## begin PAGE TEXT
NBC News obtained about 7,000 documents including 4,000 internal Facebook emails, webchats, notes, presentations and spreadsheets, and 1,200 pages that it said were marked "highly confidential," back in April and is now releasing them for the public to scour over.


Documents paint Facebook CEO in a questionable light

Much of the documents were from 2011 through 2015 and show how Zuckerberg, the board and management team came up with ways to use the data of Facebook user's as leverage with partners.

For example, NBC News said the documents show Facebook would give partners special access to data and deny rivals the same access. Amazon got access to special data because it ran ads on FaceBook. MessageMe, a messaging app that was gaining on Facebook's What's App lost access to data because it became a competitive threat, noted the report.

The documents also reveal Facebook plotted to say publicly the moves were designed to protect users' data not bury competitors.
## end PAGE TEXT
» **TASK DIRECTIONS**: Summarize the report on the Facebook documents in two sentences.
## begin RECORD EXTRACTS
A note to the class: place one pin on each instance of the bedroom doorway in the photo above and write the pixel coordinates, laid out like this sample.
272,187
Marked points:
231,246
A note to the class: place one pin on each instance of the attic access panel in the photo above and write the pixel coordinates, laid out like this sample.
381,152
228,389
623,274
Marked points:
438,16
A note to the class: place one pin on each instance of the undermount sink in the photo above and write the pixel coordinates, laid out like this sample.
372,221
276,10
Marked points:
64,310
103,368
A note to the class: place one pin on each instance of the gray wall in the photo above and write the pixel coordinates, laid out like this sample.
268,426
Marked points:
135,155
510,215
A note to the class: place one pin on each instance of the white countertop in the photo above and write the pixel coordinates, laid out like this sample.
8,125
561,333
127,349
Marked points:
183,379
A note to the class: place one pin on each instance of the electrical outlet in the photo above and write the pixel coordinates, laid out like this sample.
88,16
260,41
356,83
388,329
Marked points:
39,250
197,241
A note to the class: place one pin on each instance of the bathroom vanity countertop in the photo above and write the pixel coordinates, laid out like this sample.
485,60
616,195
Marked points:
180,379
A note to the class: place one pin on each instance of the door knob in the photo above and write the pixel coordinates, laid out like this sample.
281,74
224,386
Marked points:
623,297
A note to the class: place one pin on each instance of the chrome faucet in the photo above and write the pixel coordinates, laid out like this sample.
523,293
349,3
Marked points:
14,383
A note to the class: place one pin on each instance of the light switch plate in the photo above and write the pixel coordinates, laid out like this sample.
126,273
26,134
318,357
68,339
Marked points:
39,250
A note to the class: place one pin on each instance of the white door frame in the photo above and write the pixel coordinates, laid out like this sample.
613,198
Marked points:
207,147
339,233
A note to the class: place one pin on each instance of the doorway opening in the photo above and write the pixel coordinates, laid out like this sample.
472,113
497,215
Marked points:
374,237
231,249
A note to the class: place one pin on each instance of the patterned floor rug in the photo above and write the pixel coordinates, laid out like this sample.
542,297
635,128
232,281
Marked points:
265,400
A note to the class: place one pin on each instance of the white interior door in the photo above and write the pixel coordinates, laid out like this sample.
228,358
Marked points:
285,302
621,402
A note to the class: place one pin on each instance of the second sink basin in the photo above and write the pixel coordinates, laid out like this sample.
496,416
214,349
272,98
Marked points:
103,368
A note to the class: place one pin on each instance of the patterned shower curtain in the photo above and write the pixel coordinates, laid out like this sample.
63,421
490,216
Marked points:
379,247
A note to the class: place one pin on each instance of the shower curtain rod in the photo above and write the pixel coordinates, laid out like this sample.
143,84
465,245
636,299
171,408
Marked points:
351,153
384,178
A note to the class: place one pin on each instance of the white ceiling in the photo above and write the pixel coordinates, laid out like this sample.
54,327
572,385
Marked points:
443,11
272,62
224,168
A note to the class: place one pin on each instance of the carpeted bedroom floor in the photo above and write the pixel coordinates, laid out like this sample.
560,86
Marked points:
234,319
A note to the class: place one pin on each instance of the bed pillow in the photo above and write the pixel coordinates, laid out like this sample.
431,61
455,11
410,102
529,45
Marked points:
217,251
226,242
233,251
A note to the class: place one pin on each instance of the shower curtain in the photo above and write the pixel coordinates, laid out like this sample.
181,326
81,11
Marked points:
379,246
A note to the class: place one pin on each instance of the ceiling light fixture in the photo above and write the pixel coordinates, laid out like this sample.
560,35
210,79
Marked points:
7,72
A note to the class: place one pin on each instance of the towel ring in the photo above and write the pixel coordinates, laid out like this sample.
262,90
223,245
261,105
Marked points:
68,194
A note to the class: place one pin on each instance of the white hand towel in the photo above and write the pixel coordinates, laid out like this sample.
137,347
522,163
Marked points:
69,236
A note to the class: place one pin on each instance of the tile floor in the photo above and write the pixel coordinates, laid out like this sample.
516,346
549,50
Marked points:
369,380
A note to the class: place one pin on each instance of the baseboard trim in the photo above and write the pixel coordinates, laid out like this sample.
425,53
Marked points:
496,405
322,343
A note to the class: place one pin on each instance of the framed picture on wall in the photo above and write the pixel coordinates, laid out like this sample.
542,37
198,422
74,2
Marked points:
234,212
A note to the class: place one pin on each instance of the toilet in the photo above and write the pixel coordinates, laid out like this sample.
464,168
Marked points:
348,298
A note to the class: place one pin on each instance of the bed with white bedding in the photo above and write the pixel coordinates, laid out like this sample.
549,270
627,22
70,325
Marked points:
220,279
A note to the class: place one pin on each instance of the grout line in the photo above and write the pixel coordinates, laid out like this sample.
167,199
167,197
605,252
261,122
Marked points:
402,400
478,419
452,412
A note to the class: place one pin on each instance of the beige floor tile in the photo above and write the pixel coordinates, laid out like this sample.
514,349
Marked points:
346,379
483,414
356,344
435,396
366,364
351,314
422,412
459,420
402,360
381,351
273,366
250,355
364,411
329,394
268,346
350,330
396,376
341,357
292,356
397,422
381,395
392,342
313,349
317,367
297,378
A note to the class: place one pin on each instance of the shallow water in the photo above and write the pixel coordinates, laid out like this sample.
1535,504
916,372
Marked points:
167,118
## end RECORD EXTRACTS
» **RESULT OF THE EXERCISE**: NBC News obtained about 7,000 Facebook documents in April, including 1,200 pages it said were marked "highly confidential," and is now releasing them to the public. The documents, mostly from 2011 through 2015, show Zuckerberg, the board and management using user data as leverage with partners, giving special access to some, such as Amazon, while denying it to rivals, and planning to say publicly that these moves were meant to protect users' data rather than bury competitors.